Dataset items
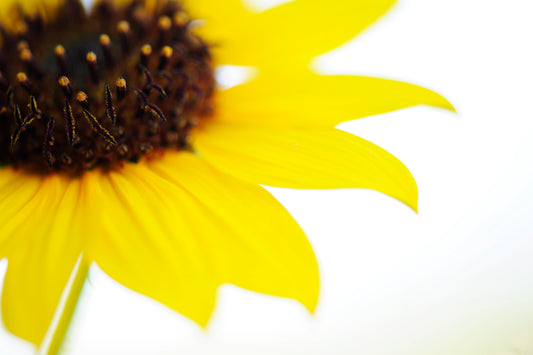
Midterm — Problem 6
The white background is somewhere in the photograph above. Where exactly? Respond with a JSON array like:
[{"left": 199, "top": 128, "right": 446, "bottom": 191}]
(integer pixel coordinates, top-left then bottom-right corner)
[{"left": 0, "top": 0, "right": 533, "bottom": 355}]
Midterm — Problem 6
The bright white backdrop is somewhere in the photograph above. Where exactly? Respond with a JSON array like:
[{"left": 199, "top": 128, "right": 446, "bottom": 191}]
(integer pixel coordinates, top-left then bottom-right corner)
[{"left": 0, "top": 0, "right": 533, "bottom": 355}]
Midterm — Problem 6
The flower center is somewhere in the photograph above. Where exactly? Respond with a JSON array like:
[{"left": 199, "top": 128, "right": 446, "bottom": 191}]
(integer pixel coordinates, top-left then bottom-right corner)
[{"left": 0, "top": 0, "right": 214, "bottom": 174}]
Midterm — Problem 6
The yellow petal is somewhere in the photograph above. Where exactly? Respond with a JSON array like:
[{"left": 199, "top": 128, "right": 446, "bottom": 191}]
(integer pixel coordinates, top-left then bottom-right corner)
[
  {"left": 82, "top": 153, "right": 318, "bottom": 325},
  {"left": 215, "top": 72, "right": 454, "bottom": 127},
  {"left": 194, "top": 122, "right": 418, "bottom": 210},
  {"left": 200, "top": 0, "right": 394, "bottom": 71},
  {"left": 0, "top": 168, "right": 81, "bottom": 345}
]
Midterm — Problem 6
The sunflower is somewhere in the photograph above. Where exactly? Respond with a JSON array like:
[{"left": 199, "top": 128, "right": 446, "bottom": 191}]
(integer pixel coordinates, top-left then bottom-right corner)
[{"left": 0, "top": 0, "right": 453, "bottom": 354}]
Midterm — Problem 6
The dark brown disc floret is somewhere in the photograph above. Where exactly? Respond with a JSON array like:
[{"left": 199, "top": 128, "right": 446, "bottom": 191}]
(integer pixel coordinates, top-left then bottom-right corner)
[{"left": 0, "top": 0, "right": 214, "bottom": 174}]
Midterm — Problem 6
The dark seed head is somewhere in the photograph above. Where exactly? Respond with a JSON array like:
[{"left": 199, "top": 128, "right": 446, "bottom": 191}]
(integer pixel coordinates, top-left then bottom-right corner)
[{"left": 0, "top": 0, "right": 214, "bottom": 174}]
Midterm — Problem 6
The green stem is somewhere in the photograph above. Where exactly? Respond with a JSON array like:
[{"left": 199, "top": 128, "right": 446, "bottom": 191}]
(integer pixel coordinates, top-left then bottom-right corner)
[{"left": 44, "top": 257, "right": 89, "bottom": 355}]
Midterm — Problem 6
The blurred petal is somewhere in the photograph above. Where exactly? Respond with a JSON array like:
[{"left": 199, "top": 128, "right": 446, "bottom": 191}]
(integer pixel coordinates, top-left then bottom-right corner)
[
  {"left": 213, "top": 72, "right": 454, "bottom": 127},
  {"left": 0, "top": 169, "right": 81, "bottom": 345},
  {"left": 84, "top": 153, "right": 318, "bottom": 325},
  {"left": 194, "top": 122, "right": 418, "bottom": 210},
  {"left": 206, "top": 0, "right": 395, "bottom": 71}
]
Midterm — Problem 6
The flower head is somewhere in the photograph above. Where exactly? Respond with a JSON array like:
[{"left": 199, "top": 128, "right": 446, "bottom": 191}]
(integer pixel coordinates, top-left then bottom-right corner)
[{"left": 0, "top": 0, "right": 452, "bottom": 352}]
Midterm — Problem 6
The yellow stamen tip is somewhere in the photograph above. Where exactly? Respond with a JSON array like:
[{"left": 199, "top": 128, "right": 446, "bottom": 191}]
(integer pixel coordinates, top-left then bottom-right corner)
[
  {"left": 87, "top": 52, "right": 96, "bottom": 63},
  {"left": 20, "top": 48, "right": 33, "bottom": 62},
  {"left": 100, "top": 34, "right": 111, "bottom": 47},
  {"left": 54, "top": 44, "right": 65, "bottom": 57},
  {"left": 157, "top": 16, "right": 172, "bottom": 31},
  {"left": 141, "top": 44, "right": 152, "bottom": 56},
  {"left": 17, "top": 72, "right": 28, "bottom": 83},
  {"left": 58, "top": 76, "right": 70, "bottom": 87},
  {"left": 117, "top": 21, "right": 130, "bottom": 33},
  {"left": 76, "top": 91, "right": 89, "bottom": 102},
  {"left": 161, "top": 46, "right": 174, "bottom": 58},
  {"left": 17, "top": 41, "right": 30, "bottom": 52},
  {"left": 115, "top": 78, "right": 126, "bottom": 88}
]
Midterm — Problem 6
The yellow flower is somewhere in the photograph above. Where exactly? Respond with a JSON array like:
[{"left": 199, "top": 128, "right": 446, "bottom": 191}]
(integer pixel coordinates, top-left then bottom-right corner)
[{"left": 0, "top": 0, "right": 453, "bottom": 352}]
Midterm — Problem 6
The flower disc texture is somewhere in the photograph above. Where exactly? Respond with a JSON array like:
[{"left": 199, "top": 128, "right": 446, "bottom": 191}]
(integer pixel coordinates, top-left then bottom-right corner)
[{"left": 0, "top": 0, "right": 453, "bottom": 346}]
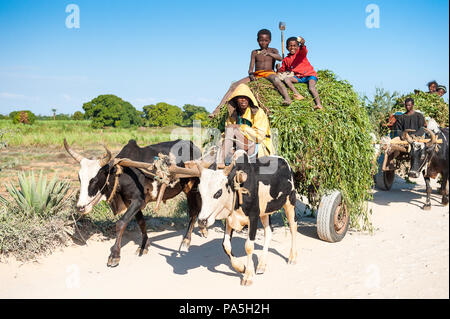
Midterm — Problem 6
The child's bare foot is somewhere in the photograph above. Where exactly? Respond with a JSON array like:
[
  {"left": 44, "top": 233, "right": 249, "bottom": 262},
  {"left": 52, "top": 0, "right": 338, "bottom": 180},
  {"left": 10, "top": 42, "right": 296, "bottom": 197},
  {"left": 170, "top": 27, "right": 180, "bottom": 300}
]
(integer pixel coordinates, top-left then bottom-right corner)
[
  {"left": 294, "top": 94, "right": 305, "bottom": 101},
  {"left": 314, "top": 104, "right": 323, "bottom": 110},
  {"left": 281, "top": 99, "right": 292, "bottom": 105}
]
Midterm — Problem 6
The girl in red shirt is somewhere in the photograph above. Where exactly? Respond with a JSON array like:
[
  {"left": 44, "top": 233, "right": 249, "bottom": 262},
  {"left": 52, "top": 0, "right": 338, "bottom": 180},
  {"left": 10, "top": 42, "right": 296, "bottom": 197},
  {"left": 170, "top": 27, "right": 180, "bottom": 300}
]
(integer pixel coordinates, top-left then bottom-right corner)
[{"left": 278, "top": 37, "right": 322, "bottom": 109}]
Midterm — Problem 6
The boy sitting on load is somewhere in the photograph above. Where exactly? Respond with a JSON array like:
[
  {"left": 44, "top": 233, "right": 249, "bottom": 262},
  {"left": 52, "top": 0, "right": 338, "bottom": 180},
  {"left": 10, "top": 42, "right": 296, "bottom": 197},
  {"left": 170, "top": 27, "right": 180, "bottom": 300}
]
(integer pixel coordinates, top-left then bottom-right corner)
[{"left": 210, "top": 29, "right": 292, "bottom": 117}]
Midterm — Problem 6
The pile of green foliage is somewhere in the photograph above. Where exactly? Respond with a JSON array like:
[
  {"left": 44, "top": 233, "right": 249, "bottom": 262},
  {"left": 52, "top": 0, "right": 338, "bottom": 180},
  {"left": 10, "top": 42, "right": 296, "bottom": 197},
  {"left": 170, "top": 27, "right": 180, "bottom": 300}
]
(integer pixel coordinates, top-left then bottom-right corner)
[
  {"left": 9, "top": 111, "right": 36, "bottom": 125},
  {"left": 210, "top": 70, "right": 375, "bottom": 229}
]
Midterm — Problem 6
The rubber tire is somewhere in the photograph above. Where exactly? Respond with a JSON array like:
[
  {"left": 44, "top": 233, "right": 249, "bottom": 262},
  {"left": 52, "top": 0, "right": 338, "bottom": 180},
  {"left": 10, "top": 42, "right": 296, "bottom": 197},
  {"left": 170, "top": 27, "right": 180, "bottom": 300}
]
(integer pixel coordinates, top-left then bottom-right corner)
[
  {"left": 374, "top": 154, "right": 395, "bottom": 191},
  {"left": 317, "top": 190, "right": 350, "bottom": 243}
]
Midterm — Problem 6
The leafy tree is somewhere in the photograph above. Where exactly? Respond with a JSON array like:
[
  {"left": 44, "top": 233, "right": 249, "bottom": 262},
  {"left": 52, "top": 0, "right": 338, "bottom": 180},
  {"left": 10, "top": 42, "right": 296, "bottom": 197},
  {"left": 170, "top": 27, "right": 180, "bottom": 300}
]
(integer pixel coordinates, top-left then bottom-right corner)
[
  {"left": 72, "top": 111, "right": 84, "bottom": 121},
  {"left": 183, "top": 104, "right": 209, "bottom": 126},
  {"left": 53, "top": 113, "right": 70, "bottom": 121},
  {"left": 83, "top": 94, "right": 142, "bottom": 128},
  {"left": 143, "top": 102, "right": 183, "bottom": 127},
  {"left": 10, "top": 111, "right": 36, "bottom": 125}
]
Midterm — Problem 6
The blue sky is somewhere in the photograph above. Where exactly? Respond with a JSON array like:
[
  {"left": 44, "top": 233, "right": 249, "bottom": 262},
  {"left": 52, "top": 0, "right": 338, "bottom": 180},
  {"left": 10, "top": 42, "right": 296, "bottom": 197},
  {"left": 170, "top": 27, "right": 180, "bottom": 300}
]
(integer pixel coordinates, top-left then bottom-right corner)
[{"left": 0, "top": 0, "right": 449, "bottom": 115}]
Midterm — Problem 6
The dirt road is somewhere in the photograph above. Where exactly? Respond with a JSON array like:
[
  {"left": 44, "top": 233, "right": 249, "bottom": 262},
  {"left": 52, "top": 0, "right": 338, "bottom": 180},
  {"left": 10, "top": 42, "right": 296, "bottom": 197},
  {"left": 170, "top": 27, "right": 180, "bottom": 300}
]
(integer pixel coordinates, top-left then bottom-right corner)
[{"left": 0, "top": 178, "right": 449, "bottom": 299}]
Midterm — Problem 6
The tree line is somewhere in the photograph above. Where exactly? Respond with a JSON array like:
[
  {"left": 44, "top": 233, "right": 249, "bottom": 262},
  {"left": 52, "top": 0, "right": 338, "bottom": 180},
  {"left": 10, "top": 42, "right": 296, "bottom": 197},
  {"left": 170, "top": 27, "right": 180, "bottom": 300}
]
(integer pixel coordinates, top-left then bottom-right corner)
[{"left": 0, "top": 94, "right": 209, "bottom": 128}]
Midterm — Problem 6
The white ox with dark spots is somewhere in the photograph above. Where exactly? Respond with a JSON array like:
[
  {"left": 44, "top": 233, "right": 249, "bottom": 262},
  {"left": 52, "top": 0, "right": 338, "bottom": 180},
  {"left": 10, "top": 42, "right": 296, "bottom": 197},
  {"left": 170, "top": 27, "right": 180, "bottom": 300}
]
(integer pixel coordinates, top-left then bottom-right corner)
[{"left": 198, "top": 151, "right": 297, "bottom": 286}]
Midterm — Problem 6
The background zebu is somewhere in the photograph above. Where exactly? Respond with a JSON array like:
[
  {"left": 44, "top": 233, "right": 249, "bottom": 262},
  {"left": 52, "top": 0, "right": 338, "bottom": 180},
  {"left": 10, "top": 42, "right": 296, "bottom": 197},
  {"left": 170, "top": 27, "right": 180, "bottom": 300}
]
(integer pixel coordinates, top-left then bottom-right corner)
[{"left": 64, "top": 139, "right": 206, "bottom": 267}]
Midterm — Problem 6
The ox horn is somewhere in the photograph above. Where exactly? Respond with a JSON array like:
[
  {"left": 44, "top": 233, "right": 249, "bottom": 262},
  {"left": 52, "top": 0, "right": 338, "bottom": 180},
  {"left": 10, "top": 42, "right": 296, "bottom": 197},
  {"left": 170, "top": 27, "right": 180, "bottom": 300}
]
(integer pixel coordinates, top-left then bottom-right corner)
[
  {"left": 223, "top": 161, "right": 234, "bottom": 176},
  {"left": 64, "top": 138, "right": 84, "bottom": 163},
  {"left": 100, "top": 145, "right": 112, "bottom": 167},
  {"left": 424, "top": 127, "right": 437, "bottom": 147},
  {"left": 402, "top": 129, "right": 415, "bottom": 144},
  {"left": 195, "top": 162, "right": 204, "bottom": 175}
]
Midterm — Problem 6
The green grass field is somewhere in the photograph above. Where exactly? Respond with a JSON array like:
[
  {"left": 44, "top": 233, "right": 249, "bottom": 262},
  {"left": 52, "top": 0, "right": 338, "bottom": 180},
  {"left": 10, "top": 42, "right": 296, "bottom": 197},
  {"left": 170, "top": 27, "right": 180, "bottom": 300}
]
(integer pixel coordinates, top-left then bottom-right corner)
[{"left": 0, "top": 120, "right": 199, "bottom": 260}]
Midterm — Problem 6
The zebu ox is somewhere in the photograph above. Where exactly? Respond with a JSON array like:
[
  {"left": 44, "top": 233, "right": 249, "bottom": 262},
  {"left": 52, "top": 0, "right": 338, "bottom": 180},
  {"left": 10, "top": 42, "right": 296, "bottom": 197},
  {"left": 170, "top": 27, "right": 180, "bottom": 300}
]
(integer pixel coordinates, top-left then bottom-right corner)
[
  {"left": 403, "top": 127, "right": 449, "bottom": 210},
  {"left": 198, "top": 151, "right": 297, "bottom": 286},
  {"left": 64, "top": 139, "right": 207, "bottom": 267}
]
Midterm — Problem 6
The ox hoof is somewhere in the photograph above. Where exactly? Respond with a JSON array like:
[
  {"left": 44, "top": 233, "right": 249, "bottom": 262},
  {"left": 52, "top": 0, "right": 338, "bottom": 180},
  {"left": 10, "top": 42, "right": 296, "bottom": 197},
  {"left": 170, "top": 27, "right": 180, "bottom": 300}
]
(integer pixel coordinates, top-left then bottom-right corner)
[
  {"left": 200, "top": 228, "right": 208, "bottom": 238},
  {"left": 106, "top": 257, "right": 120, "bottom": 267},
  {"left": 178, "top": 239, "right": 191, "bottom": 253},
  {"left": 241, "top": 278, "right": 253, "bottom": 286},
  {"left": 256, "top": 264, "right": 266, "bottom": 275}
]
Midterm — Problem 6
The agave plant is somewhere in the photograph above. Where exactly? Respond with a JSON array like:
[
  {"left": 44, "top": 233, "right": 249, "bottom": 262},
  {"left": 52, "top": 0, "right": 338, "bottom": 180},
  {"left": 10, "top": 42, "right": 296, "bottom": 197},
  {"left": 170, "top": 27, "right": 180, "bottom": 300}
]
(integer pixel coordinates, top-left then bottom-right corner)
[{"left": 5, "top": 170, "right": 70, "bottom": 216}]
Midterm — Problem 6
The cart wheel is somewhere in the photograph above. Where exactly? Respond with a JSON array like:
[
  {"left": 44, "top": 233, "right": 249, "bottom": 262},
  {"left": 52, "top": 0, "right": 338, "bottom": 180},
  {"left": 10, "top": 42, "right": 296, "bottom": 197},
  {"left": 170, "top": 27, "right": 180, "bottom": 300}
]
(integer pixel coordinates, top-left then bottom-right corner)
[
  {"left": 317, "top": 190, "right": 350, "bottom": 243},
  {"left": 375, "top": 154, "right": 395, "bottom": 191}
]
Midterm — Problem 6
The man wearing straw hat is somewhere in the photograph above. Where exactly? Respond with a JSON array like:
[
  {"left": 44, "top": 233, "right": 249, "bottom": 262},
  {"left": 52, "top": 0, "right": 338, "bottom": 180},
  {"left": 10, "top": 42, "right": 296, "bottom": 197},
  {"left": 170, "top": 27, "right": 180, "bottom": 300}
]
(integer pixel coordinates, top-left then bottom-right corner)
[{"left": 218, "top": 84, "right": 274, "bottom": 168}]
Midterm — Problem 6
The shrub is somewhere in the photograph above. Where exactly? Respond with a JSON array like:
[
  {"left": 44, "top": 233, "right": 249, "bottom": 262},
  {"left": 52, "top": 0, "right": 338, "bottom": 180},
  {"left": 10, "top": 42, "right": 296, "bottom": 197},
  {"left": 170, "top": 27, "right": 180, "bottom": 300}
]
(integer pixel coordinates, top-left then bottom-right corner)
[
  {"left": 2, "top": 170, "right": 70, "bottom": 216},
  {"left": 72, "top": 111, "right": 84, "bottom": 121},
  {"left": 143, "top": 102, "right": 183, "bottom": 127},
  {"left": 13, "top": 111, "right": 36, "bottom": 125}
]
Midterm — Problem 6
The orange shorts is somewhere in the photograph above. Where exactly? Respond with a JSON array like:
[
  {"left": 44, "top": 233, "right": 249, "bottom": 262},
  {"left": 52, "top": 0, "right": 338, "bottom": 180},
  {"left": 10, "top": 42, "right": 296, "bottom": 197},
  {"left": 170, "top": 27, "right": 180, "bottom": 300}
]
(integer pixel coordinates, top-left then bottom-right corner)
[{"left": 253, "top": 70, "right": 276, "bottom": 79}]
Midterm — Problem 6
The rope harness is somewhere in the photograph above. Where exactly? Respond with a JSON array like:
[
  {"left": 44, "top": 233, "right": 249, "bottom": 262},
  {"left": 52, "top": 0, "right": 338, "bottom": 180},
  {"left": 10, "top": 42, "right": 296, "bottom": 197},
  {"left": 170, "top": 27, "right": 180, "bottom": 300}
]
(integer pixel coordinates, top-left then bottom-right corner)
[{"left": 104, "top": 153, "right": 179, "bottom": 203}]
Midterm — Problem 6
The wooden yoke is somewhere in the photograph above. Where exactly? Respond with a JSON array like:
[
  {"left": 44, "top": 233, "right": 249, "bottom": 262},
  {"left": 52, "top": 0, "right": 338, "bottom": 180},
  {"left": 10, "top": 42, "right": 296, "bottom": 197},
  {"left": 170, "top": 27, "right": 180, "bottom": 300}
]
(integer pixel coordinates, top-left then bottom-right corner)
[{"left": 113, "top": 153, "right": 211, "bottom": 211}]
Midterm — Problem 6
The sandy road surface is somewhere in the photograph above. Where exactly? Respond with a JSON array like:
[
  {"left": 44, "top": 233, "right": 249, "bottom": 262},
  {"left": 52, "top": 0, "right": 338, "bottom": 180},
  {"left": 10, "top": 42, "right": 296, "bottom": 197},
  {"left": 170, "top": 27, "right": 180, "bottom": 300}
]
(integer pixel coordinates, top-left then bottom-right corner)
[{"left": 0, "top": 179, "right": 449, "bottom": 298}]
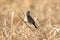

:: Exercise task ::
Extract every line in the dataset items above that contains the word "green", with case counting.

:: Exercise answer ::
The green stem is somewhere in the photograph above. Where exactly? Respond with a JSON array like:
The pile of green foliage is somewhere in the photograph above. Where exactly? Respond with a JSON array like:
The green grass field is somewhere in the photograph above. Where exactly? Respond with a JSON array like:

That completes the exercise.